### Set task
Images appear in the records below; leave them out and repeat everything else exactly.

Start Dataset

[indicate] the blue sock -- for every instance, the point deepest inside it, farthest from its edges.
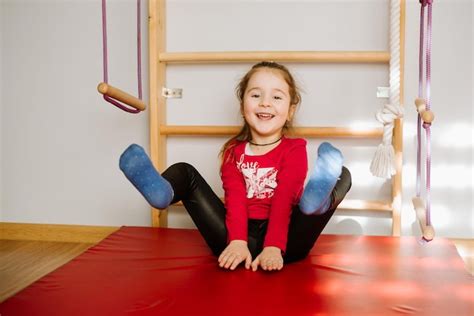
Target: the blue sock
(316, 197)
(138, 168)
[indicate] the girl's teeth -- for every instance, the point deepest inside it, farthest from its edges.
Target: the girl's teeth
(265, 116)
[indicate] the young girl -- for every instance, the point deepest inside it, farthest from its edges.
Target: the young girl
(267, 218)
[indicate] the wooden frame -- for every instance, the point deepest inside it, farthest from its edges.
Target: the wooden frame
(159, 130)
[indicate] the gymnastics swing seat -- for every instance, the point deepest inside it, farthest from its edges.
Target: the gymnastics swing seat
(164, 271)
(121, 96)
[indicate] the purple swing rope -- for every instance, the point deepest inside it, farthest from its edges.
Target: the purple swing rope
(425, 42)
(105, 57)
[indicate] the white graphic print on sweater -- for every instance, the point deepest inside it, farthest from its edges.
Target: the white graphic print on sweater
(260, 182)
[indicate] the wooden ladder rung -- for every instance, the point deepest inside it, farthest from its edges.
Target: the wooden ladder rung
(346, 132)
(279, 56)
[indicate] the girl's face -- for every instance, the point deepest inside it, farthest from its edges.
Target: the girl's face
(266, 105)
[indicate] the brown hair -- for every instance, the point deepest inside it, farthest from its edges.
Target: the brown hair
(295, 99)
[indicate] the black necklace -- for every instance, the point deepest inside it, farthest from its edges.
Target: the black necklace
(268, 144)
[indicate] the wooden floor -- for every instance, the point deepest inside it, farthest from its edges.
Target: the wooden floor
(23, 262)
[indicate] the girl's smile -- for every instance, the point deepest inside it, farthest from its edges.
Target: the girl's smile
(266, 105)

End Dataset

### Solved exercise
[indicate] the blue sock -- for every instance, the point deepest inside it, farthest from its edges.
Target: the blue sock
(316, 197)
(138, 168)
[indicate] the girl's teeth -- for every instance, the point deepest inside it, farthest from its edges.
Target: the girl's teeth
(265, 116)
[indicate] the young girl -- for every instance, the point deepest inside it, farthest from its edges.
Target: the young girl
(267, 218)
[indicate] the wooden frame -- for every instance, the point deepest inside it, farthest from its edges.
Target: the wooden frame
(159, 130)
[indicate] the gymnastics swing seat -- for every instance, the point deepest inside it, farthest from its edges.
Target: the gymnastics swing seat
(164, 271)
(121, 96)
[indicate] the purple swing rope -- for every instance, the point deepest inside it, farthest from its edges.
Target: the purple swing rope
(425, 42)
(105, 57)
[indicate] the white graphic print on sweater -- for every instance, the point deepest inside it, farthest from its edges.
Target: the white graphic print on sweater
(260, 182)
[indicate] the wooden ladder rung -- for every instance, the point deepest inside it, farthest from its edges.
Target: the wooden ladder rung
(346, 132)
(279, 56)
[indicate] the girl's face -- for every instance, the point deepest inside it, farthest from its edges.
Target: the girl's face
(266, 105)
[indicate] the brown hair -- for every instance, the point deepest inside it, farthest from its edges.
Target: the brown hair
(295, 99)
[indicate] the black necklace -- for every instance, the point deepest inside it, farthest from its edges.
Target: the black necklace
(268, 144)
[indicate] the wooden floor -- for every instance, the point deepest inside it, farthest from its edges.
Target: the wooden floor
(23, 262)
[indicate] the girl's smile -- for every instance, the point deepest inside it, farthest from its edges.
Target: the girl's smile
(266, 105)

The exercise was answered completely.